— start TEXT SHOWN —

We Ain’t Here for the Party, We Here to Blow it Up!
The police, the military, everybody comes running towards you with the guns, missiles hell, even the mechs come out later on in the game. Basically, Destroy All Humans is learning how to stay calm and handle ultimate chaos. When it comes to certain missions, you better walk in there with a plan or else you’re going to be struggling with that retry button. I appreciated the various options they give you on how to complete a mission, and the consequences they present to you, for those choices.
An example, when it comes to games, I’m not stealthy at all. I am too scared. It’s all guerilla warfare and then run back into hiding. The game’s option for stealth is interesting. You have the option of taking on the body of any human being (given that your identity hasn’t been compromised) and complete certain tasks. I thoroughly enjoyed it until I realized that you cannot use weapons while under this mask, so I just kept getting caught. Unless the game calls for it, all stealth is thrown out the window. Murk everybody! In order to keep this mask, you have to read other people’s minds, and that was the fun part. That comedic moment of being a small gray alien and then you pop out from a palm tree and all of a sudden, you’re a completely different species with a mission to destroy.
Blame the Communists
With that being said, I believe that’s what the game did best. It was hilarious, and I never went passed 30 minutes without laughing. This play on making humans caricatures that lack intelligence and aliens infiltrating the system that was set up to brainwash the human race was really great. The digs at the political system, the military and just the surface level belief systems of the human race are genuinely attacked here, and I couldn’t have it any other way. The best parts are when seemingly simple concepts are broken down while you lay back in the recliner, sifting through the air and aiming your death laser at the nearest diner. Why do humans do these things? It’s absolutely disgusting.

— end TEXT SHOWN —

• REQUIRED WORK
For each statement about the Destroy All Humans review, answer yes or no according to the review and quote the words that decide it. (a) The game gives several ways to complete a mission. (b) Weapons can be used while wearing a human disguise. (c) The reviewer sometimes went longer than 30 minutes without laughing. The entries come from a separate source.

— start RECORDS —

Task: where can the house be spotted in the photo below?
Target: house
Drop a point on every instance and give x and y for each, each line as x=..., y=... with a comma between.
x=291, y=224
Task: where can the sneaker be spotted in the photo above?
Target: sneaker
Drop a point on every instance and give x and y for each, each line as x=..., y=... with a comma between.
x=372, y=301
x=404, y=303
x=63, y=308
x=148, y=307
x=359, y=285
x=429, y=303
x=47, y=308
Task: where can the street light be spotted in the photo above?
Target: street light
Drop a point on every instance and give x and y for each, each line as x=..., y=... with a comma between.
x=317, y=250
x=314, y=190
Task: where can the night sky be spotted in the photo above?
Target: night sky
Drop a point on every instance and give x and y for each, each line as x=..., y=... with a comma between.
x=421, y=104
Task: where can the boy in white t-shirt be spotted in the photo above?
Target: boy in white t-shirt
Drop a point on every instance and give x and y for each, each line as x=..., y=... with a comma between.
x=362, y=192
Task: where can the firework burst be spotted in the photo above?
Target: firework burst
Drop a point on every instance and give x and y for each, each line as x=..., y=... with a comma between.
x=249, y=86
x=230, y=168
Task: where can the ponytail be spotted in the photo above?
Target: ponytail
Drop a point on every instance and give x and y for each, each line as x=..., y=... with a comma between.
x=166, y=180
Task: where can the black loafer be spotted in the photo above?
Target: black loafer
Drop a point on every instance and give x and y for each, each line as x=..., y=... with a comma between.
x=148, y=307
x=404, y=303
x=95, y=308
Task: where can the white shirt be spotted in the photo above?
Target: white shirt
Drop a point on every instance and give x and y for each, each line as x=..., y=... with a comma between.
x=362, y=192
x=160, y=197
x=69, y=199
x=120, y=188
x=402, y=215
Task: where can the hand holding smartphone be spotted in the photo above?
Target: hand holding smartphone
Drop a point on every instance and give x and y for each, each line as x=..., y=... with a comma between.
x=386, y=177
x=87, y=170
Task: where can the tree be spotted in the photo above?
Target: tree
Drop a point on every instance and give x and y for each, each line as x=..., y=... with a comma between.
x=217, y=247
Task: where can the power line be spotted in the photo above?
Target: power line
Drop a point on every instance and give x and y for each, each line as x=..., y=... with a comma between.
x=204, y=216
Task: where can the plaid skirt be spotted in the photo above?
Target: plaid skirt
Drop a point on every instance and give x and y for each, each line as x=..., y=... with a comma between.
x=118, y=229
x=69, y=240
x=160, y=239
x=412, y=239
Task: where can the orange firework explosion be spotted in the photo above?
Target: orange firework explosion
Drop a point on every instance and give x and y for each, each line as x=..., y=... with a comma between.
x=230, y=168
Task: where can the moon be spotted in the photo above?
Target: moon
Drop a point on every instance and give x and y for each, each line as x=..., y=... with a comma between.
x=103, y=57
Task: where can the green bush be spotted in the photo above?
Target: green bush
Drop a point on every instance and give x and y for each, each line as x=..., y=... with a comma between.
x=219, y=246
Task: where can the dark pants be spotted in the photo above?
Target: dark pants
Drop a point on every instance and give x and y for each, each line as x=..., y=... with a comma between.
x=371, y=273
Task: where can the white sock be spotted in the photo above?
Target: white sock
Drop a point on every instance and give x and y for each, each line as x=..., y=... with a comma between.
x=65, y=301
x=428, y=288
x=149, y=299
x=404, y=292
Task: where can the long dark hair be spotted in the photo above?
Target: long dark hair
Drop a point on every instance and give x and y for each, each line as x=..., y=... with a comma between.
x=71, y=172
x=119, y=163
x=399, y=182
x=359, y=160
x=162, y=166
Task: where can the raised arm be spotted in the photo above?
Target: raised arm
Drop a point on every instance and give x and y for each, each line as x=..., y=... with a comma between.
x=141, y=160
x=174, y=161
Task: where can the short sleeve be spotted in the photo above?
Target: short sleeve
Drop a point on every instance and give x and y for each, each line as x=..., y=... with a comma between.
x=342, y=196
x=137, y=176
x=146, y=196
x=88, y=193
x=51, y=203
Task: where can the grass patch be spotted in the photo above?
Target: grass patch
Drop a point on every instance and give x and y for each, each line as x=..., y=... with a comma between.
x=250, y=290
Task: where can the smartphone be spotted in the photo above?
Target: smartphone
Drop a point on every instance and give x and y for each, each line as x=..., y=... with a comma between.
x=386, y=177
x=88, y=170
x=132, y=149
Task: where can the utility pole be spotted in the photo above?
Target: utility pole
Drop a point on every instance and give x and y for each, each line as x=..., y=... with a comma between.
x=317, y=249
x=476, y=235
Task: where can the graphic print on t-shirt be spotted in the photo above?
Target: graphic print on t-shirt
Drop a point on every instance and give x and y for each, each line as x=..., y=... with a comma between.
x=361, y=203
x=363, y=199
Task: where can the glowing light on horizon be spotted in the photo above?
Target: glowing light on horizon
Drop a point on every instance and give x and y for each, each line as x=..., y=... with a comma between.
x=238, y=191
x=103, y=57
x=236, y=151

— end RECORDS —

• RESULT OF THE EXERCISE
(a) Yes: "I appreciated the various options they give you on how to complete a mission"
(b) No: "you cannot use weapons while under this mask"
(c) No: "I never went passed 30 minutes without laughing"